▶ FOLGENDES BEARBEITEN:
[1] Beantworte zum Lesetext über Chai diese drei Fragen:
(a) Wann versuchte England, seiner Kolonie das Teetrinken beizubringen?
(b) An wessen Methoden orientierte man sich dabei?
(c) Wer agitierte gegen Tee?
[2] Welche zusammengesetzten Wörter auf „-getränk“ stehen im Lesetext über Chai? Nenne alle.

▶ LESETEXT:
╔══

Obwohl Chai heute in all seinen Formen das beliebteste indische Nationalgetränk ist, hat es seine Wurzeln in der fremdbestimmten Ära des Kolonialregimes. Während der brutalen Etablierung der indischen Teeindustrie durch England war es nicht vorgesehen, dass dieses Luxusgetränk von Indern selbst getrunken wurde. Auch gab es vor der englischen Okkupation außerhalb der Adelsklasse keine Gewohnheit Tee zu trinken. Erst in den Jahren der Weltwirtschaftskrise um 1930 versuchte England seiner Kolonie das Teetrinken beizubringen. Die produzierten Teemassen, die in westlichen Ländern keine Käufer mehr fanden, sollten jetzt in Indien abgesetzt werden. Hierbei orientierte man sich an Methoden der christlichen Missionare. Tee galt als Zivilisationsgetränk das den angeblich faulen und dreckigen Indern Reinheit und Fleiß offenbaren sollte. An jeder Straßenecke und den Bahnhöfen gab es Teestände für „richtigen britischen Tee“. Diese Versuche misslangen weil Ghandi und andere Freiheitskämpfer gegen Tee agitierten. Unzählige Inder starben für die Profite der englischen Teeindustrie und Tee galt als ausländische Droge. Ferner wurden viele Krankheiten propagandistisch auf Teekonsum gemünzt.

╚══

▶ ÜBUNGSDATEN:
╔══

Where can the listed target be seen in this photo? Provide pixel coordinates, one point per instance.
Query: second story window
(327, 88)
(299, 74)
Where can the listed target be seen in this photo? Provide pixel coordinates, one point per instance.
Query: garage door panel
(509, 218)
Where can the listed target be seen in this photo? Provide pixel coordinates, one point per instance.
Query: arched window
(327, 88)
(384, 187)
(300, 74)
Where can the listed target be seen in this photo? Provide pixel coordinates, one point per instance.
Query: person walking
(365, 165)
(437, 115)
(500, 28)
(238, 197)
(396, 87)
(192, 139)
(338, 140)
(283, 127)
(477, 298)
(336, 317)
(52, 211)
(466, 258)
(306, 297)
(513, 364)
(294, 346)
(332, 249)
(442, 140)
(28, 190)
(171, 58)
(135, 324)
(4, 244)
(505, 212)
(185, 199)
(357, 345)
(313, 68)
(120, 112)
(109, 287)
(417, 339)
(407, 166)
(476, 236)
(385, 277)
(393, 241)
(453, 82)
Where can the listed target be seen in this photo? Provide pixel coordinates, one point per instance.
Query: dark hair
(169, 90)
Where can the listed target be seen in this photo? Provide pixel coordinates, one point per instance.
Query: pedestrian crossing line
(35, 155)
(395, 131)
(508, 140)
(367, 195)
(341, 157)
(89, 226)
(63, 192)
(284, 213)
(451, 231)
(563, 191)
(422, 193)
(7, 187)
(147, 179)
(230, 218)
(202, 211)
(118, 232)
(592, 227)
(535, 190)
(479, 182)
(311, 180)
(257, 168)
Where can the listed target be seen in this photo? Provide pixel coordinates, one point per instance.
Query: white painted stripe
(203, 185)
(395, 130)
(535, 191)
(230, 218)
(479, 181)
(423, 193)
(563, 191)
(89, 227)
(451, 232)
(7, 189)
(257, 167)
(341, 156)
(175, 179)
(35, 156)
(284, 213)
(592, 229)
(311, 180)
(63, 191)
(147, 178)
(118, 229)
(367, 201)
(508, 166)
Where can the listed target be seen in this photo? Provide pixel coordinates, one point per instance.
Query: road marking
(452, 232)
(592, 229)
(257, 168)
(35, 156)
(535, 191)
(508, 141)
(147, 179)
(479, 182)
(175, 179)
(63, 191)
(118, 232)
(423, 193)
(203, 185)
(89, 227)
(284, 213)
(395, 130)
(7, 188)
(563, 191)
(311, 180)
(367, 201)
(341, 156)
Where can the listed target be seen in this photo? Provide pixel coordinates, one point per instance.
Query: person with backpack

╚══

▶ LÖSUNGEN JE AUFGABE:
[1]
(a) In den Jahren der Weltwirtschaftskrise um 1930
(b) An den Methoden der christlichen Missionare
(c) Ghandi und andere Freiheitskämpfer

[2] Nationalgetränk, Luxusgetränk, Zivilisationsgetränk